• [YOUR INSTRUCTIONS] Include in the output the line containing "of the brown" and each subsequent line of the records, through the end, transcribed exactly. Add nothing else.

- Opening Delimiter -

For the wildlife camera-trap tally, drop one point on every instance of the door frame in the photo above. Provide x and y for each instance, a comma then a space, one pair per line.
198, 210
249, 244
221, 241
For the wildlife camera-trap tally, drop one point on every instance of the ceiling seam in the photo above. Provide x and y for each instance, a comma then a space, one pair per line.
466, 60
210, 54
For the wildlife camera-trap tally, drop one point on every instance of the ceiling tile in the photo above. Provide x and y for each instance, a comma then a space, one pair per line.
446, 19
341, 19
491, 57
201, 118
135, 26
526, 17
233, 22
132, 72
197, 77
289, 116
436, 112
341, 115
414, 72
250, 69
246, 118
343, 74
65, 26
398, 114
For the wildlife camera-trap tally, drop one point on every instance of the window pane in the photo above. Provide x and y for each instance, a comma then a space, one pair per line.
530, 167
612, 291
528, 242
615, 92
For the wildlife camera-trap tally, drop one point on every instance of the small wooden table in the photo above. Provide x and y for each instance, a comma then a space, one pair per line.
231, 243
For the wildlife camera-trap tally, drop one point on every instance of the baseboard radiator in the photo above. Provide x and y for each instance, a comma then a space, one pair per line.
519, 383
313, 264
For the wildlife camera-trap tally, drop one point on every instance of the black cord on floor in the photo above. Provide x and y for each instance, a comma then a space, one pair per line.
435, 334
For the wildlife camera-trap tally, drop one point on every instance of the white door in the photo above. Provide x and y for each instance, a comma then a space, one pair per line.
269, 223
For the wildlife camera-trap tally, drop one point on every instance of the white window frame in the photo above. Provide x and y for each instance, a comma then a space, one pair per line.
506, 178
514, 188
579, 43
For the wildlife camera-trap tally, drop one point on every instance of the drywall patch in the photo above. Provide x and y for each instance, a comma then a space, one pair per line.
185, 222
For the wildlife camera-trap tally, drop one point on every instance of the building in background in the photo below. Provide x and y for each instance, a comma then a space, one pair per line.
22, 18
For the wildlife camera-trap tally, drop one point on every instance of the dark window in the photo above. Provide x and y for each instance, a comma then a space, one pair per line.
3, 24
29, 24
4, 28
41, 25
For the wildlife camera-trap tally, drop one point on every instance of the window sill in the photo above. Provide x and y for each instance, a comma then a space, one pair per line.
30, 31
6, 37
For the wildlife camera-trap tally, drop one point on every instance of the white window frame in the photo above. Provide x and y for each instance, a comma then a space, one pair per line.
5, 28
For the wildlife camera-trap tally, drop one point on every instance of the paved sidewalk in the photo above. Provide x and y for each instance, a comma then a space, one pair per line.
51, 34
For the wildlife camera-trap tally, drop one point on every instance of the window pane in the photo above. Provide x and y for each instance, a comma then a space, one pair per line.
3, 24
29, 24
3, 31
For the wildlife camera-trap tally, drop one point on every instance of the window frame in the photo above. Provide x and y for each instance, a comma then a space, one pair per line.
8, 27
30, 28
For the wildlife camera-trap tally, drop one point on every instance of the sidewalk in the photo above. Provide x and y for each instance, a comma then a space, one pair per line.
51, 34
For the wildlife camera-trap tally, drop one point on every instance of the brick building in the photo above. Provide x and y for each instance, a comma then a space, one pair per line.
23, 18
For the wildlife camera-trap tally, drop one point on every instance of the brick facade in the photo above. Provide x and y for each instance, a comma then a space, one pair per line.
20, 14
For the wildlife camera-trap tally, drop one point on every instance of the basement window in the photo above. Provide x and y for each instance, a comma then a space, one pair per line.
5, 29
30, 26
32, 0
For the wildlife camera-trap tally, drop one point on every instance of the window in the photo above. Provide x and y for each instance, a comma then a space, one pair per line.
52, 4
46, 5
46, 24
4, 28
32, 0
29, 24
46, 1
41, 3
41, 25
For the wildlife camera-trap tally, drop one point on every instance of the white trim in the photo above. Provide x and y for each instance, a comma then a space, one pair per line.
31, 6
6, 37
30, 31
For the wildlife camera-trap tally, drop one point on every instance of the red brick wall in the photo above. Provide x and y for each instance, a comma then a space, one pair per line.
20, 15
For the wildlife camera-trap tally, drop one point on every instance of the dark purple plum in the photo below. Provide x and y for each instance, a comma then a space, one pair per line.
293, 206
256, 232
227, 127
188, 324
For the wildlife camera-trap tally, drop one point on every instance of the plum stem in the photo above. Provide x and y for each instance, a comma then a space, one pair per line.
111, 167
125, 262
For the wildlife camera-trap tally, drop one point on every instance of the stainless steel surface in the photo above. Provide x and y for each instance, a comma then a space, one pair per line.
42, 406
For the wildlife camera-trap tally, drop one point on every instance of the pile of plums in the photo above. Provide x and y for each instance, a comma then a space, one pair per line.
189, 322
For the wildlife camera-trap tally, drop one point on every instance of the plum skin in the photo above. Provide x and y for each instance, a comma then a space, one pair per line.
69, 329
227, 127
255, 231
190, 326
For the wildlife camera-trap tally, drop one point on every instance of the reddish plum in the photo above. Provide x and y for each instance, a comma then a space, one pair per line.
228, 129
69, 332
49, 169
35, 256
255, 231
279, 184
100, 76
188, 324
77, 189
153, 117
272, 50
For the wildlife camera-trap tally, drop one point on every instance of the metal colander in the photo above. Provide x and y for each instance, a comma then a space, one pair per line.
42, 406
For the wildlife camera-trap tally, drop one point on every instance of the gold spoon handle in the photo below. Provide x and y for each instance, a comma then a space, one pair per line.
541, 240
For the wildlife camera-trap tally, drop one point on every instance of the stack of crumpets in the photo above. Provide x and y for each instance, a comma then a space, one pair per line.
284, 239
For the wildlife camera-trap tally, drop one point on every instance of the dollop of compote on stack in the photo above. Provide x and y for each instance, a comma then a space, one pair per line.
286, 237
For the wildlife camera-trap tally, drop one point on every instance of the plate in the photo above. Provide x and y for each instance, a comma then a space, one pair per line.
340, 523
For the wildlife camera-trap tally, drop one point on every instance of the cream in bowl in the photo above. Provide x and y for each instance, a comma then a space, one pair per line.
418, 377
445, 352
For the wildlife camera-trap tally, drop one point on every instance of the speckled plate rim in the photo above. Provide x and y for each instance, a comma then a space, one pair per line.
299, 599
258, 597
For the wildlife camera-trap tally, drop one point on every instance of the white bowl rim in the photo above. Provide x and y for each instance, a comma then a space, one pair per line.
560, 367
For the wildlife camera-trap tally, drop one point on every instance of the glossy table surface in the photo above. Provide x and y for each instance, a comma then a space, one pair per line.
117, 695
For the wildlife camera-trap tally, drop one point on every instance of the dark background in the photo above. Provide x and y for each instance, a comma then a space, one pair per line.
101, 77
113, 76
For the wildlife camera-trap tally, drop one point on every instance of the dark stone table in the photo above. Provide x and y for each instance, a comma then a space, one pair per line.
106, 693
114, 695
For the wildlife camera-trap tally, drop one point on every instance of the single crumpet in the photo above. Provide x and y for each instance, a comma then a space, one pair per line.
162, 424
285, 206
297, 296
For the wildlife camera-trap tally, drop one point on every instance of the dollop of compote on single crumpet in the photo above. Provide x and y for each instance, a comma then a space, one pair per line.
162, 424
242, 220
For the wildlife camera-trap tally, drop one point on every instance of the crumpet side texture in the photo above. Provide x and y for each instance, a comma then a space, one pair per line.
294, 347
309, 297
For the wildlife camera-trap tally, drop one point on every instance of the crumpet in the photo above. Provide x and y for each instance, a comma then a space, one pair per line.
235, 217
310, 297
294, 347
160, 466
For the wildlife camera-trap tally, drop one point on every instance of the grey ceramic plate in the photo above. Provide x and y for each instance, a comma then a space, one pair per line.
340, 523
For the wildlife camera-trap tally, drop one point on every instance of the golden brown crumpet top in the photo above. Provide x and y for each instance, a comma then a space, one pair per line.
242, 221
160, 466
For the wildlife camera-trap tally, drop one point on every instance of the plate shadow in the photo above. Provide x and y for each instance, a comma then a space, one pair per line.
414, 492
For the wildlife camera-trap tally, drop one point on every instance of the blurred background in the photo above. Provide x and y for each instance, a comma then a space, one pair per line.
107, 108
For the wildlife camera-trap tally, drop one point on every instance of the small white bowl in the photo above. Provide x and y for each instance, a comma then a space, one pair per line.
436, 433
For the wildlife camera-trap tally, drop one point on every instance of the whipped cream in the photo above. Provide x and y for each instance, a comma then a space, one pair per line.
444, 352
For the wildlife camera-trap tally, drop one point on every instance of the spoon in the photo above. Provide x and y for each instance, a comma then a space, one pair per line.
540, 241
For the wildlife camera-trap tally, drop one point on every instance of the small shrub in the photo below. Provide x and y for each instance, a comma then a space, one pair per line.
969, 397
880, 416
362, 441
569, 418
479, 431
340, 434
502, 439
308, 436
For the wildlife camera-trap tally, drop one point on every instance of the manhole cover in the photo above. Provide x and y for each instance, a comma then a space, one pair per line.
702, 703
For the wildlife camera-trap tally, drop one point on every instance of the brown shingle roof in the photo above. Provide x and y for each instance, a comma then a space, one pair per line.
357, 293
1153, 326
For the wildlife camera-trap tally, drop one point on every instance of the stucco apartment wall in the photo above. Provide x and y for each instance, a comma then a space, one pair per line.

- Closing Delimiter -

• [RESPONSE BELOW]
For the wildlife camera-trap tally, drop one point on every instance of the brown shingle roof in the photo above. Provide x and y for each instance, a comma then a space, one pair per line.
357, 293
1153, 326
For the wildlife camera-trap tally, drop one point on every instance of the stucco apartment wall in the photo above. Provide x and y for each instance, a comma then a space, one pair per line.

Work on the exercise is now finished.